__What needs to be done__: Reproduce the listing below, switching every "rough mask" to "coarse mask" and leaving everything else unchanged.

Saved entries
──────────────────────────────
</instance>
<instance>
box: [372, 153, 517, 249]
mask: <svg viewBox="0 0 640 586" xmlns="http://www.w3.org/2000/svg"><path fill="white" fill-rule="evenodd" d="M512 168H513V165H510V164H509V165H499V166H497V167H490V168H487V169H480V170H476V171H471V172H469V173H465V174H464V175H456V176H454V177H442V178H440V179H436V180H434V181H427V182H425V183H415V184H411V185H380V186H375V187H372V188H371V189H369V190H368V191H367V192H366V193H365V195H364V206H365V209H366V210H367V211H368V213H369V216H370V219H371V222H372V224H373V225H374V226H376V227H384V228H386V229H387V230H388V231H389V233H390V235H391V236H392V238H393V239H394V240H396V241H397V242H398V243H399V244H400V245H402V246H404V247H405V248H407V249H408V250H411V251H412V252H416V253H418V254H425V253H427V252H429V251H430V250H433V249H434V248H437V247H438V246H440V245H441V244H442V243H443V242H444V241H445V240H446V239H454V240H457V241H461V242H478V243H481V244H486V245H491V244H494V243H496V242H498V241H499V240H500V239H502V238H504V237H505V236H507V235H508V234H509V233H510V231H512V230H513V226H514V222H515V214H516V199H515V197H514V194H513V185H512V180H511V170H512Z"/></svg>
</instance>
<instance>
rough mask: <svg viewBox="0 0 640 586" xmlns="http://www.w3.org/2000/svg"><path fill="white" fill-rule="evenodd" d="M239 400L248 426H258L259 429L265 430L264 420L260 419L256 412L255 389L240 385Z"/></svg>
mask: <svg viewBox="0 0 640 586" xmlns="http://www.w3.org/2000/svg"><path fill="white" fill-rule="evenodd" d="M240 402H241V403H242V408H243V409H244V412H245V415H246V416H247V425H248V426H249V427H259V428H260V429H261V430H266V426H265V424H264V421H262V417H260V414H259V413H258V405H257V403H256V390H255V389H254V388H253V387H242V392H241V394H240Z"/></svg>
──────────────────────────────
__Answer area__:
</instance>
<instance>
box: [372, 153, 517, 249]
mask: <svg viewBox="0 0 640 586" xmlns="http://www.w3.org/2000/svg"><path fill="white" fill-rule="evenodd" d="M512 168H513V165H510V164H509V165H499V166H497V167H490V168H487V169H480V170H476V171H471V172H469V173H465V174H464V175H456V176H454V177H442V178H440V179H436V180H434V181H427V182H425V183H415V184H411V185H380V186H375V187H372V188H371V189H369V190H368V191H367V192H366V193H365V195H364V206H365V209H366V210H367V211H368V213H369V216H370V219H371V222H372V224H373V225H374V226H376V227H384V228H386V229H387V230H388V231H389V233H390V235H391V236H392V238H393V239H394V240H396V241H397V242H398V243H399V244H400V245H402V246H404V247H405V248H407V249H408V250H411V251H412V252H416V253H418V254H425V253H427V252H429V251H430V250H433V249H434V248H437V247H438V246H440V245H441V244H442V243H443V242H444V241H445V240H446V239H454V240H457V241H461V242H478V243H481V244H486V245H491V244H494V243H496V242H498V241H499V240H500V239H502V238H504V237H505V236H507V235H508V234H509V233H510V231H512V230H513V226H514V222H515V214H516V199H515V197H514V194H513V185H512V180H511V170H512Z"/></svg>
</instance>
<instance>
coarse mask: <svg viewBox="0 0 640 586" xmlns="http://www.w3.org/2000/svg"><path fill="white" fill-rule="evenodd" d="M239 400L248 426H258L259 429L265 430L264 420L260 419L256 412L255 389L240 385Z"/></svg>
mask: <svg viewBox="0 0 640 586" xmlns="http://www.w3.org/2000/svg"><path fill="white" fill-rule="evenodd" d="M240 402H241V403H242V408H243V409H244V412H245V415H246V416H247V425H248V426H249V427H259V428H260V429H261V430H266V426H265V424H264V421H262V417H260V414H259V413H258V405H257V403H256V390H255V389H254V388H253V387H242V392H241V394H240Z"/></svg>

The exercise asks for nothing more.